(Task statement) Repeat all of the records below verbatim, line by line, and leave the pictures out.

(Records shown)
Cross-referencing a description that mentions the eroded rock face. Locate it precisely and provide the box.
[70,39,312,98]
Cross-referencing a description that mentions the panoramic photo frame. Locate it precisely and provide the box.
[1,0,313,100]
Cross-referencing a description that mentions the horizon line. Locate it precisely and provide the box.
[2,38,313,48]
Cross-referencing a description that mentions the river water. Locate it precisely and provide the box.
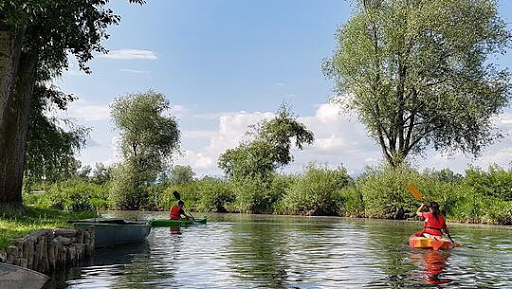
[45,212,512,289]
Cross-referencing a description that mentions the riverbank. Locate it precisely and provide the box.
[24,165,512,225]
[0,207,96,250]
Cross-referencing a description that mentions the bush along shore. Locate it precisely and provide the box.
[24,164,512,225]
[0,207,96,273]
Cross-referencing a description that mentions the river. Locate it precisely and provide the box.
[45,212,512,289]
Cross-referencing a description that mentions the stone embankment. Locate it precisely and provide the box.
[0,229,94,273]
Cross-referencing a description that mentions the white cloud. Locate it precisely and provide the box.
[170,104,190,117]
[65,99,110,121]
[176,111,274,175]
[119,68,151,74]
[98,49,158,60]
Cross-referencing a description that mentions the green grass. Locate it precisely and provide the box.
[0,207,96,249]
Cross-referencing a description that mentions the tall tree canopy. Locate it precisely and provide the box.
[111,90,180,209]
[24,85,89,182]
[324,0,511,165]
[218,106,314,178]
[0,0,144,209]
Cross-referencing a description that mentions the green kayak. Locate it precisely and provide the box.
[151,217,206,227]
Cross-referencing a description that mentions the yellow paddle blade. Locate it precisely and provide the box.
[409,182,423,201]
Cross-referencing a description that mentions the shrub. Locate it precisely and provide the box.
[109,166,149,210]
[280,164,352,215]
[197,177,236,213]
[159,181,200,210]
[464,165,512,201]
[340,186,364,217]
[24,179,108,212]
[360,166,419,219]
[230,177,275,214]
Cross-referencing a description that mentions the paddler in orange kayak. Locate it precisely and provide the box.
[415,202,453,243]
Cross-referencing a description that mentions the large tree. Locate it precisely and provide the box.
[324,0,511,166]
[0,0,143,209]
[24,85,89,184]
[111,90,180,209]
[218,106,314,179]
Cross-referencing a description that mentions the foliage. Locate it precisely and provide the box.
[324,0,511,166]
[111,91,180,210]
[361,165,421,219]
[231,177,278,214]
[0,207,97,249]
[91,163,114,185]
[218,105,314,179]
[464,165,512,201]
[108,163,149,210]
[160,181,201,210]
[281,164,352,216]
[24,179,109,212]
[339,185,365,218]
[197,177,235,213]
[24,85,89,183]
[169,165,195,184]
[0,0,144,209]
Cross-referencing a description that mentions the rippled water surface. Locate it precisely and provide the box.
[47,212,512,289]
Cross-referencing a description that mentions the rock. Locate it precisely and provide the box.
[53,235,73,246]
[6,246,18,264]
[53,229,76,238]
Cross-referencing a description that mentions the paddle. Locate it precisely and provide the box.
[409,181,457,250]
[172,191,196,221]
[409,181,423,201]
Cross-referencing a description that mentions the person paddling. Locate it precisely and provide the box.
[416,202,453,243]
[169,200,194,220]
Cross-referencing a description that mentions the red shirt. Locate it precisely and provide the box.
[421,212,445,236]
[169,206,185,220]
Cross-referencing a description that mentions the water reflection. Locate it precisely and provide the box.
[43,212,512,289]
[228,218,289,288]
[409,250,452,284]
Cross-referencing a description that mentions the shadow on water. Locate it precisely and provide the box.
[409,250,452,285]
[43,212,512,289]
[44,242,150,289]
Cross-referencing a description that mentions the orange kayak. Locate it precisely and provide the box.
[409,235,460,250]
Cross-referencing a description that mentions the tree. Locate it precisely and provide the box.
[111,90,180,209]
[0,0,143,210]
[169,165,195,184]
[24,85,89,183]
[323,0,511,166]
[218,106,314,178]
[91,163,113,185]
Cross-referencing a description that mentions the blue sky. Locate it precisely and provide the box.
[56,0,512,175]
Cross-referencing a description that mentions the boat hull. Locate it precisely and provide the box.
[0,263,50,289]
[74,219,151,248]
[151,217,207,227]
[409,235,453,250]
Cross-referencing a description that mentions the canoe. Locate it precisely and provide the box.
[73,218,151,248]
[151,217,206,227]
[0,263,50,289]
[409,235,460,250]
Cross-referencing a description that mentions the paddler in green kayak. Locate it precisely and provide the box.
[169,200,194,220]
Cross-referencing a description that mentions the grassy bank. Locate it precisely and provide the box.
[24,165,512,225]
[0,207,96,250]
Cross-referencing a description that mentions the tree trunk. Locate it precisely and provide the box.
[0,27,25,131]
[0,48,38,209]
[0,26,25,211]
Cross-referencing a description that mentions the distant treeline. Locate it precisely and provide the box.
[24,164,512,224]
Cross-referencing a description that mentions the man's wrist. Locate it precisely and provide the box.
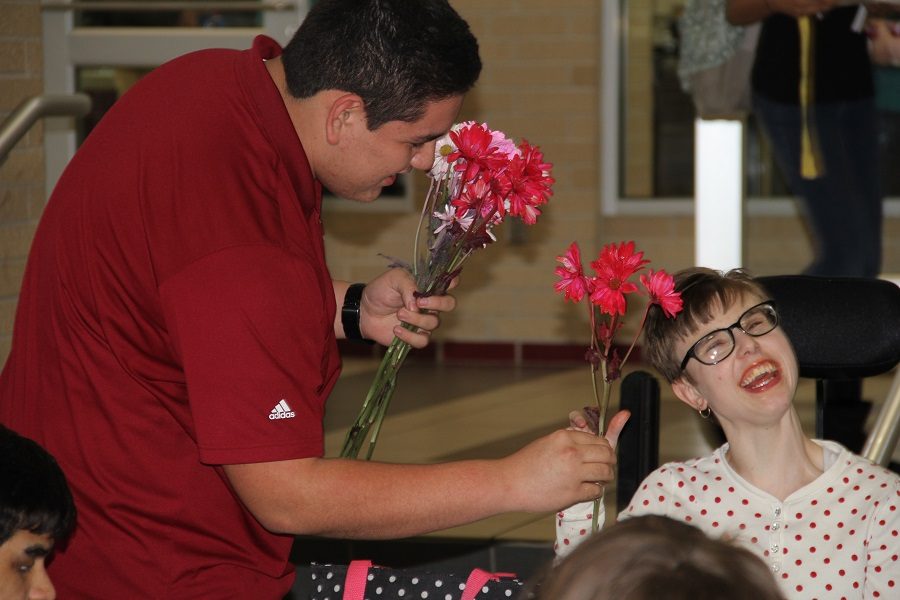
[341,283,375,344]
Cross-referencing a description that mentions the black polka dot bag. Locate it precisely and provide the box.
[310,560,523,600]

(Answer to the exercise)
Cross-referencing a description that mentions the eroded rock face. Locate it precisely and provide the box.
[70,39,312,98]
Cross-referencing a description that mentions the panoramic photo frame. Locate it precisely and provide the box.
[1,0,313,100]
Cross-referencing a description that mentions the horizon line. Locate it precisely and provide the box.
[2,38,313,48]
Cross-referencing a description that mentions the river water. Locate it precisely and provide the box.
[45,212,512,289]
Cross-referencing a description that mentions the riverbank. Locate it precisely and provide the box.
[24,165,512,225]
[0,207,96,250]
Cross-referencing a description that mentions the bush along shore. Locate it precisely and provide the box.
[24,164,512,225]
[0,207,96,273]
Cross-referencing a description that mentions the river. Locate it precisely and provide the box.
[45,212,512,289]
Cross-referencing a description that mentions the stone embankment. Locate it precisely and provide the box.
[0,229,94,273]
Cross-referencing a description that mentions the white cloud. Locate it precisely and provide the box.
[170,104,190,117]
[65,99,110,121]
[176,111,274,175]
[119,68,151,74]
[98,49,158,60]
Cross-referencing a description that mentions the green grass. Locate it precisely and provide the box.
[0,207,96,249]
Cross-referencing a description that mentions the tall tree canopy. Locate it precisely and provide the box.
[111,90,180,209]
[24,85,89,182]
[324,0,511,165]
[218,106,314,178]
[0,0,144,209]
Cross-referencing a description that mentions the green kayak. Locate it precisely and provide the box.
[151,217,206,227]
Cross-referencing a description that mentions the yellow paddle blade. Locate it precisely and provide the box.
[409,182,423,201]
Cross-referencing a description that mentions the shrub. Locate it precisely and provide the box.
[109,166,149,210]
[280,164,352,215]
[197,177,236,213]
[159,181,200,210]
[464,165,512,201]
[340,186,364,217]
[24,179,108,212]
[360,166,419,219]
[230,177,275,214]
Cross-referencing a description that mentions the paddler in orange kayak. Locate it precisely and provide the box.
[415,202,453,243]
Cross-referencing a description that mentions the large tree. Locate it precisely and provide the box.
[324,0,511,166]
[0,0,143,209]
[24,85,89,184]
[111,90,180,209]
[218,106,314,179]
Cross-referencing a description that mentions the foliage. Locate it precisely and provide the box.
[324,0,511,166]
[111,91,180,210]
[361,165,421,219]
[231,177,278,214]
[0,207,97,249]
[91,163,114,185]
[218,105,314,179]
[464,165,512,201]
[108,163,149,210]
[160,181,201,210]
[281,164,352,216]
[24,179,109,212]
[339,185,365,218]
[197,177,235,213]
[24,85,89,183]
[169,165,195,184]
[0,0,144,209]
Cross-referencing a description that mentions the rippled water surface. Locate it precisely and provide the box.
[47,212,512,289]
Cross-referencing a description that mentions the rock. Locate it precisely and provide the box.
[53,235,73,246]
[6,246,18,264]
[53,229,76,238]
Cross-referencing a description that mentions the paddle. Locate it precisely and provide the box.
[409,181,457,250]
[172,191,196,221]
[409,181,423,201]
Cross-referencing a description that mentions the person paddling. Locate it precisely and provide the box.
[416,202,453,243]
[169,200,194,220]
Cross-referencing a description that mentions the red shirt. Locate it precisely and provide the box.
[421,212,445,236]
[169,206,185,220]
Cross-referencing a description that mentions the water reflection. Locate it precisely and provide the box.
[43,212,512,289]
[228,218,289,288]
[409,250,452,284]
Cross-referencing a description that mentions the shadow on water. Locate it precisely and provide the box.
[409,250,452,285]
[43,212,512,289]
[44,242,150,289]
Cross-referencing a description that mentions the orange kayak. Locate it precisely and provide the box.
[409,235,460,250]
Cross-referencing a description that mentions the tree. Locate it precisely and provide the box.
[111,90,180,209]
[0,0,143,210]
[169,165,195,184]
[24,85,89,183]
[323,0,511,166]
[218,106,314,178]
[91,163,113,185]
Cross-referencing a description that mentions the blue sky. Locate it precisely and provide the box.
[56,0,512,175]
Cross-referencing a description that mentions the boat hull. Locate it precisely and provide the box.
[0,263,50,289]
[74,219,151,248]
[151,217,207,227]
[409,235,453,250]
Cross-referencing a description that mentions the canoe. Locate it precisely and provide the box.
[73,218,151,248]
[151,217,206,227]
[0,263,50,289]
[409,235,460,250]
Cross-referencing a description that mentions the paddler in green kayak. Locate it precisely and provide the box.
[169,200,194,220]
Cross-referencing a description that mentions the grassy bank. Locate it precisely and provide the box.
[24,165,512,225]
[0,207,96,250]
Cross-referencing a description that mentions the tree trunk. Locate it precisely and provide the box.
[0,27,25,131]
[0,48,38,209]
[0,26,25,211]
Cross-referencing a description that mentions the distant treeline. Locate it precisely and provide the box.
[24,164,512,224]
Cross-referencing a description that mentions the man's wrist. Locate it precisely and provide the box.
[341,283,375,344]
Cross-referencing a description that mentions the black polka dot bag. Locate it precisely and provide the box.
[310,560,523,600]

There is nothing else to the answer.